- **TASK TO COMPLETE**: Please convert the material below, everything from the line containing "pinpoint the rock" down to the line containing "[0,83,362,240]", into a two-column CSV with the headers text and box, one row pairing each text with its answer. Put each value in a single quoted field and replace any line breaks with spaces.

- **RECORD SET**:
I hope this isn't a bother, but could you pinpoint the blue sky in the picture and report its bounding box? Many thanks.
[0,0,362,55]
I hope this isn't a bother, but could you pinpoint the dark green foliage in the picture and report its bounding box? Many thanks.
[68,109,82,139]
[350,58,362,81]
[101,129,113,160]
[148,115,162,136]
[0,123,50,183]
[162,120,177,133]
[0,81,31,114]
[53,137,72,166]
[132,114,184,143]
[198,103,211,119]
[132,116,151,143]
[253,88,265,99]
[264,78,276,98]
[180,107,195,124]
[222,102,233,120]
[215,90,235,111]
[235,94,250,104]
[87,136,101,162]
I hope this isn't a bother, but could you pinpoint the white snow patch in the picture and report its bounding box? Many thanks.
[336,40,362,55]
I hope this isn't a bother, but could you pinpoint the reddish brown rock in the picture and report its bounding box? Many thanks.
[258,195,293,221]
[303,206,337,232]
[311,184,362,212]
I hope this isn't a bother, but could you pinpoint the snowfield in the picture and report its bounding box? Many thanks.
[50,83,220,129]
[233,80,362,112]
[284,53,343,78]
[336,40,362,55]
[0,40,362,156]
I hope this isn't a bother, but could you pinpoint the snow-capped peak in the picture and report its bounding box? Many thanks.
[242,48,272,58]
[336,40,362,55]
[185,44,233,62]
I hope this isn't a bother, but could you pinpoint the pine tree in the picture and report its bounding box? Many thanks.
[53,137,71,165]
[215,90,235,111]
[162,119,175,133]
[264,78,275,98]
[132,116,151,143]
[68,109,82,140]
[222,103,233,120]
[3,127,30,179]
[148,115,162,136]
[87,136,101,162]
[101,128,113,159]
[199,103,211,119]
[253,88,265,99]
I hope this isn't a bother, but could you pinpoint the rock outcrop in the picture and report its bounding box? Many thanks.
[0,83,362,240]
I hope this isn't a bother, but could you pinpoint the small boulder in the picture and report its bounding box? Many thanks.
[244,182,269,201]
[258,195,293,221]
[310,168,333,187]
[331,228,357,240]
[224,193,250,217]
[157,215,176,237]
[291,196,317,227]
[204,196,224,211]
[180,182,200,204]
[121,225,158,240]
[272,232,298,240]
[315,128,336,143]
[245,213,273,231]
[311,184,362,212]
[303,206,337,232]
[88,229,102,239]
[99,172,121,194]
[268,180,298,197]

- **REPLY TO THE EXERCISE**:
text,box
"I hope this isn't a bother, but could you pinpoint the rock outcrop in the picture and report its bounding box? Many thanks.","[0,83,362,240]"